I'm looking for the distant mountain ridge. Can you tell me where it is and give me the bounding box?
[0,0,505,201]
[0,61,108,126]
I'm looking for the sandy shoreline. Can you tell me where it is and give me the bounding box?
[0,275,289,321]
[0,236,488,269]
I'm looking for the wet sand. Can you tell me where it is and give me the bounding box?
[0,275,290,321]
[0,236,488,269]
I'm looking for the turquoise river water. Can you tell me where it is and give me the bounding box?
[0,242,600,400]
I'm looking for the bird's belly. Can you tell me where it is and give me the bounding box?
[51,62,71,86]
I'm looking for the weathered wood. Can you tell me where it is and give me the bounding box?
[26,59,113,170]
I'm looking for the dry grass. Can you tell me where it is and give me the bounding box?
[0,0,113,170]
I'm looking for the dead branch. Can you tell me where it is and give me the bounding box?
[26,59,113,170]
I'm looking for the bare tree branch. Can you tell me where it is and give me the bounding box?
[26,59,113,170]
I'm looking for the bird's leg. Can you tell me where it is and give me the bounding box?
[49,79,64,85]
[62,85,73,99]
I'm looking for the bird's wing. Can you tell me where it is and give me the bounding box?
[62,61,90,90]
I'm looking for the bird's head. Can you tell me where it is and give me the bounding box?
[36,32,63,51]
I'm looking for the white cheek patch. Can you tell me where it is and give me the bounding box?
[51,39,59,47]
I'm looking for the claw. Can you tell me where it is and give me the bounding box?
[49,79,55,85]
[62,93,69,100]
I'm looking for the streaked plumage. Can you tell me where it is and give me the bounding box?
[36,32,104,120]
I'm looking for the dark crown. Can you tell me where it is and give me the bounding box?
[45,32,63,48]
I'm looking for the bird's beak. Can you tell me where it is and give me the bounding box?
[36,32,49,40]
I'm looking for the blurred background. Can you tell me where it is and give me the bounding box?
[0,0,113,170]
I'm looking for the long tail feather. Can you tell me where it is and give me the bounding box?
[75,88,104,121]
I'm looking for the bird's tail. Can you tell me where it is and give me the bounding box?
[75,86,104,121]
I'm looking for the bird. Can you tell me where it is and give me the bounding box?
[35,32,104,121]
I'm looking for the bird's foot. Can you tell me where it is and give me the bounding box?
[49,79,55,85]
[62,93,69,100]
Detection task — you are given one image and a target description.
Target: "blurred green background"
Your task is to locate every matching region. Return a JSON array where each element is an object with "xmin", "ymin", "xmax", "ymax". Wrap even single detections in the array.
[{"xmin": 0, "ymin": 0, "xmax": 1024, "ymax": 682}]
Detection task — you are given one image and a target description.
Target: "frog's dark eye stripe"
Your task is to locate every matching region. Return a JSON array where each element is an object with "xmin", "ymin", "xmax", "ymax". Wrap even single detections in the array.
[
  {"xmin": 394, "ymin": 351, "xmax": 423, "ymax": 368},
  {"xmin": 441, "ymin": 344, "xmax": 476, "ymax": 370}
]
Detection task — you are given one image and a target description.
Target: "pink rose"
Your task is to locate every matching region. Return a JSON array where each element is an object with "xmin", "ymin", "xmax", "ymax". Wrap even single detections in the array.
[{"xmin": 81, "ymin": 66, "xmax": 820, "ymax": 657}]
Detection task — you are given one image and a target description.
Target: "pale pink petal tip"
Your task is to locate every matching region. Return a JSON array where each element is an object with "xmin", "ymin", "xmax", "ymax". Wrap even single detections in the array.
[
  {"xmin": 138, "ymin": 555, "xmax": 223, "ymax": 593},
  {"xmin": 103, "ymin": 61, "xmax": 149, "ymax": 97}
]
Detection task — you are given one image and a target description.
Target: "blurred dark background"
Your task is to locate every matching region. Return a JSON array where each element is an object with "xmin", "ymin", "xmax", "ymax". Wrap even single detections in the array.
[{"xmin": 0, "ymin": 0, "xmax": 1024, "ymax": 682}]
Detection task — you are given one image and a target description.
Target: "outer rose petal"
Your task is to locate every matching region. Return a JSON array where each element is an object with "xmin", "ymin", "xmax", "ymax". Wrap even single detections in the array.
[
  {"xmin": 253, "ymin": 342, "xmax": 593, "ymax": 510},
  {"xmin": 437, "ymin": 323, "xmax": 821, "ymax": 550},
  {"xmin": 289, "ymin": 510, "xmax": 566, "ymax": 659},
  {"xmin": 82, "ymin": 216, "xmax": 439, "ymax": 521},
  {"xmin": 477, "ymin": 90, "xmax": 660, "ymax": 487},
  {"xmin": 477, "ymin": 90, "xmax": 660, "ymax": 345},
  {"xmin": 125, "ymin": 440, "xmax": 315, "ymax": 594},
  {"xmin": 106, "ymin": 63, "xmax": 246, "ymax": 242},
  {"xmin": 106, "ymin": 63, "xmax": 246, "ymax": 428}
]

▸ **Problem**
Rewrite the part of the listing above that opens with the line containing "I'm looking for the wet" and closes with the line containing "[75,86,104,121]" as a Markdown table with the columns Row and Entry. Give each line its own numbered row and leave out any blank lines.

▸ **Answer to this problem**
| Row | Entry |
|---|---|
| 1 | I'm looking for the wet sand. Can you tell me where it is and give me the bounding box? |
| 2 | [0,275,290,321] |
| 3 | [0,236,488,269] |
| 4 | I'm looking for the turquoise river water. Can you tell me where it is and give me the bounding box? |
| 5 | [0,242,600,400] |
| 6 | I'm looking for the bird's belly. Can you tell me where it is and give me the bounding box? |
| 7 | [51,62,71,86] |
| 8 | I'm looking for the weathered wood. Can you tell me where it is and give me the bounding box? |
| 9 | [26,59,113,170] |
| 10 | I'm looking for the dry grass. Can you tell me where it is and give me the bounding box? |
| 11 | [0,0,113,170] |
| 12 | I'm looking for the dead branch. Can you tell me where it is and give me the bounding box? |
| 13 | [26,59,113,170] |
| 14 | I'm looking for the bare tree branch. Can you tell me where it is and give me the bounding box? |
| 15 | [26,59,113,170] |
| 16 | I'm looking for the bird's leg. Can you tell me where it is and give me the bounding box? |
| 17 | [49,79,64,85] |
| 18 | [62,85,73,99] |
| 19 | I'm looking for the bird's wing. Can you tell me where it is and give me the bounding box? |
| 20 | [62,61,90,90] |
| 21 | I'm looking for the bird's head. Can you tell me where it is and give me the bounding box? |
| 22 | [36,32,63,51] |
| 23 | I'm looking for the white cheek patch. Can you tell me where it is and give me the bounding box? |
| 24 | [51,39,59,47] |
| 25 | I'm looking for the claw. Can you tell me where it is and give me the bounding box? |
| 26 | [49,79,55,85] |
| 27 | [62,93,69,100] |
| 28 | I'm looking for the streaked plumage. Can you tell me where it is and give me the bounding box? |
| 29 | [36,32,104,120] |
| 30 | I'm looking for the dark crown. Can you tell me where it is and give me the bounding box? |
| 31 | [45,32,63,48] |
| 32 | I'm looking for the bird's beak. Can you tell me where it is and give me the bounding box? |
| 33 | [36,32,49,40] |
| 34 | I'm looking for the blurred background. Can you tell me where it is and give me the bounding box? |
| 35 | [0,0,113,170] |
| 36 | I'm looking for the long tail feather. Can you tell me where it is and give me the bounding box? |
| 37 | [75,88,104,121] |
| 38 | I'm looking for the bird's tail. Can you tell me where it is and give me the bounding box? |
| 39 | [75,86,104,121] |